> **PROVIDED TEXT**:
┄┄┄┄┄┄┄┄┄┄
Papus (Gerard Encausse) (1865–1916) Physician, occultist, and author, known for his work on the TAROT and the Kabbalah and his leadership in MARTINISM. Papus was his pseudonym.
He was born Gerard Encausse on July 13, 1865, in La Corogne, Spain. His mother was Spanish and his father was a French chemist. When he was four, his family moved to Paris, where he was educated in medicine.
Papus was drawn to the occult and studied Magic and Alchemy. In the 1880s he joined the Theosophical Society, but its emphasis on Eastern occultism failed to interest him, and he left. He was initiated into Martinism, and in 1884 he formed the Martinist Order with Pierre Augustin Chaboseau. Papus and Chaboseau also founded the Supreme Council of the Martinist Order, which became the largest Martinist group in the world.
┄┄┄┄┄┄┄┄┄┄
> **GIVEN DATA**:

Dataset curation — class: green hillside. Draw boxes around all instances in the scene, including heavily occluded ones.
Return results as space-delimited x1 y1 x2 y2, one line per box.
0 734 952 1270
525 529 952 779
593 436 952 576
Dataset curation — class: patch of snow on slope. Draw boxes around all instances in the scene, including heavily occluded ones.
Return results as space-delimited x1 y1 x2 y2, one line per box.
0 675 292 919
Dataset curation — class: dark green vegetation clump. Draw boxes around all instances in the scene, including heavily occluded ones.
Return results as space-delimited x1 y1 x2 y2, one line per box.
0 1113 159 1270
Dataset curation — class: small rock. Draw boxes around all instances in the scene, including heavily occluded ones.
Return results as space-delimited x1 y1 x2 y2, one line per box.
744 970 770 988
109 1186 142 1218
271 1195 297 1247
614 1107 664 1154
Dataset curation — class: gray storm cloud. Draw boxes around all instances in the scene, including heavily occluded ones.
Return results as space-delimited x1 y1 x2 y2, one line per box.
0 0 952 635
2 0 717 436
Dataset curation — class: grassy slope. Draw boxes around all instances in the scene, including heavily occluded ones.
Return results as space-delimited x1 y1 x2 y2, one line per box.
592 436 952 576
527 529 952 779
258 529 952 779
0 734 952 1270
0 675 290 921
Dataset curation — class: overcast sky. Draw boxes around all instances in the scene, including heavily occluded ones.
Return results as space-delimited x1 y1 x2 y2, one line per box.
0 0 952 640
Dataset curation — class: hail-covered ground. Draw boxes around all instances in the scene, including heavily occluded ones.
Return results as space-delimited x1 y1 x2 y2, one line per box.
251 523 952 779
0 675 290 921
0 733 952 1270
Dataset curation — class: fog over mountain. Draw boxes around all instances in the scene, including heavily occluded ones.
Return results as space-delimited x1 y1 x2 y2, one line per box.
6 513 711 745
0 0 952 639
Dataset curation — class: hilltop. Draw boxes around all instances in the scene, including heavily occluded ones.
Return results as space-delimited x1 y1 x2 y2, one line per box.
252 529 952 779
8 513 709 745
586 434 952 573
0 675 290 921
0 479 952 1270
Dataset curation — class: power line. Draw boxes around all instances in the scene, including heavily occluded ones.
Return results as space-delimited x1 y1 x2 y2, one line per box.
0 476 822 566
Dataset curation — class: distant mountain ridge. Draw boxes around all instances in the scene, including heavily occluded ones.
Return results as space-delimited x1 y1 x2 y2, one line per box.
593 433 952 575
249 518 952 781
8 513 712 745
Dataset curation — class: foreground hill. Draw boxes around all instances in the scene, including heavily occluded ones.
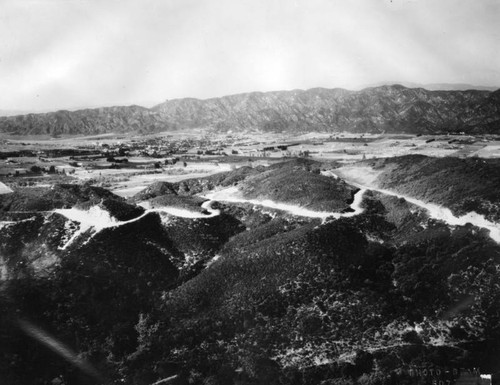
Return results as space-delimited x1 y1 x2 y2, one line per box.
339 155 500 223
0 85 500 135
0 157 500 385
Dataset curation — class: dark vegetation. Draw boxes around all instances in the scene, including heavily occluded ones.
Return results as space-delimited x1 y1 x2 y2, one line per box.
0 160 500 385
239 159 357 212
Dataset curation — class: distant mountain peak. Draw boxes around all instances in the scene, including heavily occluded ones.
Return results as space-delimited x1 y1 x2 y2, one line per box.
0 83 500 135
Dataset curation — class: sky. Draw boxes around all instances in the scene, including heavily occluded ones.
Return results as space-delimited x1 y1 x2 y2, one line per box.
0 0 500 111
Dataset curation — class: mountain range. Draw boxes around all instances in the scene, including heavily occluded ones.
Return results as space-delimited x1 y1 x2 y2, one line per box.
0 85 500 135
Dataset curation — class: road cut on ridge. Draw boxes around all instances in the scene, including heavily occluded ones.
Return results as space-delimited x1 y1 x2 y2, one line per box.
323 171 500 243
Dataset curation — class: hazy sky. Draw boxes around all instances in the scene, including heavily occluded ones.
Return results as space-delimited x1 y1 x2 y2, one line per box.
0 0 500 110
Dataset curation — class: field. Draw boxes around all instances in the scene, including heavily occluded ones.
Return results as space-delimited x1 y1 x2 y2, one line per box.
0 129 500 197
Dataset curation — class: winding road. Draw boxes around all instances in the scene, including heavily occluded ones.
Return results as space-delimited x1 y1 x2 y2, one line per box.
324 171 500 243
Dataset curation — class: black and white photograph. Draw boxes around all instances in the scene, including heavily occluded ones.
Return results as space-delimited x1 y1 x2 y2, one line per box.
0 0 500 385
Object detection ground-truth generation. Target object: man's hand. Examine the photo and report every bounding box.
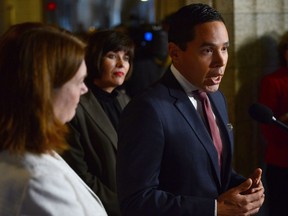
[217,168,265,216]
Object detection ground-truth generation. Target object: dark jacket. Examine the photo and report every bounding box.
[63,91,129,216]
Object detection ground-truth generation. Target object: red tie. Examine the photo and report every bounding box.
[198,91,222,168]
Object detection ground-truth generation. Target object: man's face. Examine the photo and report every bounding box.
[169,21,229,92]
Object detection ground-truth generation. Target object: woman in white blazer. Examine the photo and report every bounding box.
[0,23,107,216]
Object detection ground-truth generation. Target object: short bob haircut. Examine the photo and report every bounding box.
[0,24,85,154]
[168,3,224,50]
[85,30,134,86]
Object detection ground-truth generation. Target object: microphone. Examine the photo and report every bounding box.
[249,103,288,132]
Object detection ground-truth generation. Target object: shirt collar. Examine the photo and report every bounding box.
[170,64,198,95]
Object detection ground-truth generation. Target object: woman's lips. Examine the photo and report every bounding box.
[114,71,124,77]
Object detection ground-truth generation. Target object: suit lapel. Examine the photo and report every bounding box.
[80,91,117,149]
[164,71,221,186]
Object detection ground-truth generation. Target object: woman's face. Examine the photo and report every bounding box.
[53,60,88,124]
[94,51,130,92]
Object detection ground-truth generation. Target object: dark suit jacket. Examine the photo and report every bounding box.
[63,91,129,216]
[117,71,244,216]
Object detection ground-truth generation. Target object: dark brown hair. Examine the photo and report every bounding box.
[85,30,134,86]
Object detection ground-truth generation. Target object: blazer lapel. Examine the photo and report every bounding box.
[164,71,221,187]
[80,91,117,149]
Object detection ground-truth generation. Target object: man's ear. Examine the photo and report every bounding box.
[168,42,180,62]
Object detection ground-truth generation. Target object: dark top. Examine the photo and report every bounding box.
[91,85,122,129]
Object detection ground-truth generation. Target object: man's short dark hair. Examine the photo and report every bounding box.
[168,3,224,50]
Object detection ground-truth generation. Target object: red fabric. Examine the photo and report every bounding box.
[199,91,223,167]
[259,67,288,168]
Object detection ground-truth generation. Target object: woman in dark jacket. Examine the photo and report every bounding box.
[64,30,134,216]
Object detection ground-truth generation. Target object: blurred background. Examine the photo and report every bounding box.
[0,0,288,214]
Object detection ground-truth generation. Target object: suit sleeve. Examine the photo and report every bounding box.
[63,118,120,216]
[116,97,215,216]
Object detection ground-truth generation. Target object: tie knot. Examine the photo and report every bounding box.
[194,90,208,101]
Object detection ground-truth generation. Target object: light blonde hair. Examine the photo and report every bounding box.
[0,25,85,154]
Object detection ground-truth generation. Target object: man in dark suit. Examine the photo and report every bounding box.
[116,4,264,216]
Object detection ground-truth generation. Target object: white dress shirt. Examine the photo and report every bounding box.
[0,151,107,216]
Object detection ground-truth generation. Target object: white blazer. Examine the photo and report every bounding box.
[0,151,107,216]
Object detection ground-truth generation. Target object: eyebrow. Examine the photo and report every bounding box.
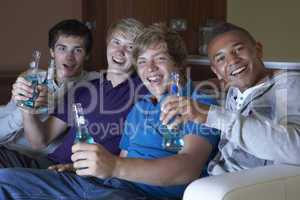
┄┄┄┄┄┄┄┄┄┄
Please extend the biographical entry on Papus, starting after its final sentence. The items play no part in this work.

Papus gained fame for his occult knowledge. He evidently loved to found organizations, for he also helped create one of France’s leading magical orders, le Rose + Croix Kabbalistique (The Kabbalistic Rose Cross) and the Independent Group for Esoteric Studies, which delved into ceremonial magic, ghosts, spiritualism, and folklore related to the occult.
Papus served in the medical corps of the French army during World War I. He died on October 25, 1916, of a lung infection.
Of his writings, the best-known is his book on the Tarot, The Tarot of the Bohemians (1889). The English translation was edited by Arthur Edward Waite. Papus’s other notable works are Elementary Treatise on Occult Science (1888), The Divinatory Tarot (1909), The Qabalah, and Systematic Treatise of Practical Magic (published posthumously in 1924).